- Written task:
Reproduce everything from the line containing "target: stainless steel range" down to the end of the records, substituting "gas range" for every "stainless steel range" and changing nothing else.

- Records shown:
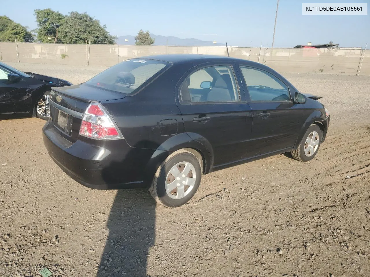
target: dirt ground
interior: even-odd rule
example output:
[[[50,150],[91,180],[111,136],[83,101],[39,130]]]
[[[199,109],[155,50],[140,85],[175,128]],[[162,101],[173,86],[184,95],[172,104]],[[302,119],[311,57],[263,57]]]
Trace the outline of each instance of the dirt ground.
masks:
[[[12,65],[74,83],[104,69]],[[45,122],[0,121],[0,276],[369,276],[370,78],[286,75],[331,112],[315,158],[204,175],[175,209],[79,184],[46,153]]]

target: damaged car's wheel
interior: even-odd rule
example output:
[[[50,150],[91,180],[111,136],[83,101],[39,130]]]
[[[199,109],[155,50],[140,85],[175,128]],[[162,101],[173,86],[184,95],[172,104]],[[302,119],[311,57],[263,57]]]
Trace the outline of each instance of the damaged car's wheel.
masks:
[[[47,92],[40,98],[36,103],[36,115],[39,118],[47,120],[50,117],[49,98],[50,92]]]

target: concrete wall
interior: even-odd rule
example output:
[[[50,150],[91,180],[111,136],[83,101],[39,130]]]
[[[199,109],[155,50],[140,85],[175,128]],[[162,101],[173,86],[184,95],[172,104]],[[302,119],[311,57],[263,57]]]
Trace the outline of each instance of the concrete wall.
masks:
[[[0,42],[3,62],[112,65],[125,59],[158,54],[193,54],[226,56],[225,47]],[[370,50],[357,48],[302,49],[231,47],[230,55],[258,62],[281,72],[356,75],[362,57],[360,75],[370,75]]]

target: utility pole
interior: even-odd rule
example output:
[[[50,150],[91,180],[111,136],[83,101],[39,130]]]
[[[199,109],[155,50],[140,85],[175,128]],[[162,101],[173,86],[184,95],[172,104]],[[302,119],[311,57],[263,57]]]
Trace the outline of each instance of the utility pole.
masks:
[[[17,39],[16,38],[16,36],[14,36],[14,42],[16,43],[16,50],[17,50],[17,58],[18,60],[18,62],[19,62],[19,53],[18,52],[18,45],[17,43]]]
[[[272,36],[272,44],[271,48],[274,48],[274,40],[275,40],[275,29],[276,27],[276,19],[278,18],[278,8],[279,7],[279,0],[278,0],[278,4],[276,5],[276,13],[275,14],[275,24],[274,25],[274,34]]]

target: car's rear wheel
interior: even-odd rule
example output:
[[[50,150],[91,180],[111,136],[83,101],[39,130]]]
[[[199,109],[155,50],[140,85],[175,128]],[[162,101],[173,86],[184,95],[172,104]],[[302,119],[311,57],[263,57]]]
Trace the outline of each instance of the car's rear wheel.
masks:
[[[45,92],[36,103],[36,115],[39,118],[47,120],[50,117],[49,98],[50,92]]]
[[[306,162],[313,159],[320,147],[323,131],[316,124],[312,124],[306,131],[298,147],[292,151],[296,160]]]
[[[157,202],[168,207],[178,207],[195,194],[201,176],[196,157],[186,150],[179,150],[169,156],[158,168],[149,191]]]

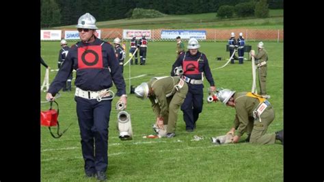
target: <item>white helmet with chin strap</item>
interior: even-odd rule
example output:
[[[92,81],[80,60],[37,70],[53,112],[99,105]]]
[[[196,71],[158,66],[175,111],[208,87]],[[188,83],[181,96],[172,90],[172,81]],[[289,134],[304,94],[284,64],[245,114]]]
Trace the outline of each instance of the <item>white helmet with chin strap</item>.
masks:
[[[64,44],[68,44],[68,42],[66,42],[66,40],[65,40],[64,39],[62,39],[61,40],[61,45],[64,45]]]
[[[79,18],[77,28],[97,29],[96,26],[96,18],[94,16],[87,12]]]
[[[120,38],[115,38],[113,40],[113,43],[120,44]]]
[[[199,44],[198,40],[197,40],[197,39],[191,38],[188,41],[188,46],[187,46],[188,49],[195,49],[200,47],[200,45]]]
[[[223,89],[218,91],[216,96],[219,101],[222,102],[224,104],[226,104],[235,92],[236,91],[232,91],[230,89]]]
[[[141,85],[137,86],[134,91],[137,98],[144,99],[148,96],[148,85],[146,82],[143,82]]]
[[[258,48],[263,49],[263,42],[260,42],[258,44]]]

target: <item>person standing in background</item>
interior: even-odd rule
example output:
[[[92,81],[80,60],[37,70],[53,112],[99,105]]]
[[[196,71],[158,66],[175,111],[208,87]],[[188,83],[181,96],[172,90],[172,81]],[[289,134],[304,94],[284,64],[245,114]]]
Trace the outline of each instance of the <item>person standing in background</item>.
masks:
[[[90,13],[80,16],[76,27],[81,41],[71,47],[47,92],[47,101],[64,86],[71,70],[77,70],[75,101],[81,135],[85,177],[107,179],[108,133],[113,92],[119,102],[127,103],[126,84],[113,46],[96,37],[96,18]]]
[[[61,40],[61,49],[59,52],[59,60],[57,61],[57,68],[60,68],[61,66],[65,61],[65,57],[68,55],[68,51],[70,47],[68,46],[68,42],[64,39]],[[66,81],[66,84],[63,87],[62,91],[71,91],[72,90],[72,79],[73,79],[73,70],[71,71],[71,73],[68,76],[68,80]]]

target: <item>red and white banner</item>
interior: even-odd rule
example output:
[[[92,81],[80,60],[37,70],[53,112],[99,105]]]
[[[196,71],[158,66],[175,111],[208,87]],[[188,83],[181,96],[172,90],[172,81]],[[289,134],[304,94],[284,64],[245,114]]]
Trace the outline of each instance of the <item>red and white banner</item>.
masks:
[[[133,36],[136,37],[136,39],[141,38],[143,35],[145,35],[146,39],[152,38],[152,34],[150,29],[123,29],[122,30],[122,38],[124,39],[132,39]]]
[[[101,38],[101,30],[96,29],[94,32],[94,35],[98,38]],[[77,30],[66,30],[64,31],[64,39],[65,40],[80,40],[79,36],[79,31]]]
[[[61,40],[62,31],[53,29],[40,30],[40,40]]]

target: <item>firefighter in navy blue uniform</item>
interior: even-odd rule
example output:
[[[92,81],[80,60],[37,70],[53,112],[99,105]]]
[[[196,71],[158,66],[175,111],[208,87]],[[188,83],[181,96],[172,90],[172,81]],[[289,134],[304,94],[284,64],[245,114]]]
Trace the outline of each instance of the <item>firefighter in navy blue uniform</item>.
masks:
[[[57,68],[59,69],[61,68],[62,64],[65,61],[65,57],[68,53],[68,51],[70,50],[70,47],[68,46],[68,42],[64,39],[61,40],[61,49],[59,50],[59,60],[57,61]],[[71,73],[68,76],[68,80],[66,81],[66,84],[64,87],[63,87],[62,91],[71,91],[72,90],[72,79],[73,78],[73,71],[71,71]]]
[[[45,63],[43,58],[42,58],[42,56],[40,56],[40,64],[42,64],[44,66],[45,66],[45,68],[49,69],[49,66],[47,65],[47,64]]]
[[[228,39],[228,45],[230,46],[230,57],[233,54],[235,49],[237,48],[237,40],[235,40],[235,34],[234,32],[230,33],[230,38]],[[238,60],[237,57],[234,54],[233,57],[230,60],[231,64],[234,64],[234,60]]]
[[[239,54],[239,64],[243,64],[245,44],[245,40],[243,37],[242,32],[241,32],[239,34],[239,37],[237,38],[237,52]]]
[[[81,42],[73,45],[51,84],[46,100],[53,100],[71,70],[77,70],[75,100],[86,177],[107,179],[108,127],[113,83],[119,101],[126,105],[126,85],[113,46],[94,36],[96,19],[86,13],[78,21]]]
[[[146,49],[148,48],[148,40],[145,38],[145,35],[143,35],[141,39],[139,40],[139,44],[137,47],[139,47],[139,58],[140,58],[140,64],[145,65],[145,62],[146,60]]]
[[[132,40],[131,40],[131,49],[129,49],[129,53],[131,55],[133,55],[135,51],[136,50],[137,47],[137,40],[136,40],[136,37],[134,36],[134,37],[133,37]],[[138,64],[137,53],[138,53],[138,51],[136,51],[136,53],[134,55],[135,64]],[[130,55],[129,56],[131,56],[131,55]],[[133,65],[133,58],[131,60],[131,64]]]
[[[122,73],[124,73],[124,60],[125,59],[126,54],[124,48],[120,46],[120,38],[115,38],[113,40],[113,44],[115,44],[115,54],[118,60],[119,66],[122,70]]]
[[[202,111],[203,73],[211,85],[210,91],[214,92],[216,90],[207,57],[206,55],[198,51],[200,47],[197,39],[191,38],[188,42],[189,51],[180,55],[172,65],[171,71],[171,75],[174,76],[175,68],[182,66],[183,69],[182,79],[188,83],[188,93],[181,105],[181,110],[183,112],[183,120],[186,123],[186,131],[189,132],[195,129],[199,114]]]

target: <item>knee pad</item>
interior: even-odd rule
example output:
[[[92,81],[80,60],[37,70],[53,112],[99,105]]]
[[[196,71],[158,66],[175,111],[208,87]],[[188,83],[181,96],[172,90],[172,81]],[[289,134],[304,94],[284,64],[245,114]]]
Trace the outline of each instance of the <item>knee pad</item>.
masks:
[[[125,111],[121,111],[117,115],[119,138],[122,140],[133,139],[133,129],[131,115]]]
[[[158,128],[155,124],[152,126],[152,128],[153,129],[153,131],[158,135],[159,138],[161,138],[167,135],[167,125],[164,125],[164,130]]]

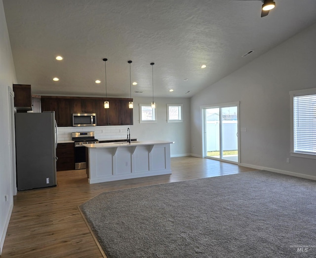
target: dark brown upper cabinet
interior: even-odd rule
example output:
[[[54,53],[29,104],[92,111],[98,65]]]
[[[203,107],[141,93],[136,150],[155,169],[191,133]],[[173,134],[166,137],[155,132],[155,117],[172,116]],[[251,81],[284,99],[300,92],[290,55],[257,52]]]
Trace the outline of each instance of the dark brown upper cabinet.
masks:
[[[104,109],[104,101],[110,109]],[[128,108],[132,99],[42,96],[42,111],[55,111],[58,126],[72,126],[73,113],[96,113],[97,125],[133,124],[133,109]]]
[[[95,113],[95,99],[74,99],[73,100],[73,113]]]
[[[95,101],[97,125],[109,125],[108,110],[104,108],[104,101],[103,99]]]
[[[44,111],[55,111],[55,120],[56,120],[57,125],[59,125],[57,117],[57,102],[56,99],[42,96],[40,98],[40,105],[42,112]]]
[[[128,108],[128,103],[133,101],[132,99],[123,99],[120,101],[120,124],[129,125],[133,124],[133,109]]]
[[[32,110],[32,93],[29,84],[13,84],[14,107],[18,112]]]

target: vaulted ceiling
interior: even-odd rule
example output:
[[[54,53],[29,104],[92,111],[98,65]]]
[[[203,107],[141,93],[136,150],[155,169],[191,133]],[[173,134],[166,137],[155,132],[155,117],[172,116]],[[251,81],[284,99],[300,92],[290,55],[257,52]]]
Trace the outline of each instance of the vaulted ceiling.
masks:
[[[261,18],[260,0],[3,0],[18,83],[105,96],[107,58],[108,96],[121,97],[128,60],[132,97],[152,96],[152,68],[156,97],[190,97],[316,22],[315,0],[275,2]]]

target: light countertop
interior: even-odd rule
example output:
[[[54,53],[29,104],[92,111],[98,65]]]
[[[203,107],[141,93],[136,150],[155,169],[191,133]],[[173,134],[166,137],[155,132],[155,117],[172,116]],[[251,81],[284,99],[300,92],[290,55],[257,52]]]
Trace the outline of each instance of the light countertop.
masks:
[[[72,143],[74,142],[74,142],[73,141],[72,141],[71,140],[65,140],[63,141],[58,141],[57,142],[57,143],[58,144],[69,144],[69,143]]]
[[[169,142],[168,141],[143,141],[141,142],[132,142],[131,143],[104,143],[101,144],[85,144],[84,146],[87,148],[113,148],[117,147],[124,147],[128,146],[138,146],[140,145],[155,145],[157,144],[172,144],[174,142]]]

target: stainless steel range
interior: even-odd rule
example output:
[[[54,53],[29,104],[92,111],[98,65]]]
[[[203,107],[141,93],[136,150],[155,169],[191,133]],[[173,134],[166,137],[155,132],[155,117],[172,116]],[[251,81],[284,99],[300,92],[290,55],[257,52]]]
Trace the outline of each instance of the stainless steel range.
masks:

- Worked solution:
target: gas range
interior: even-odd rule
example output:
[[[54,53],[29,104],[92,111],[98,65]]]
[[[203,107],[141,93],[136,150],[155,169],[191,133]],[[173,134],[166,137],[155,132],[155,117],[172,116]],[[251,81],[284,99],[300,92],[290,55],[257,52]]]
Trace the outline of each instance of the gas range.
masks:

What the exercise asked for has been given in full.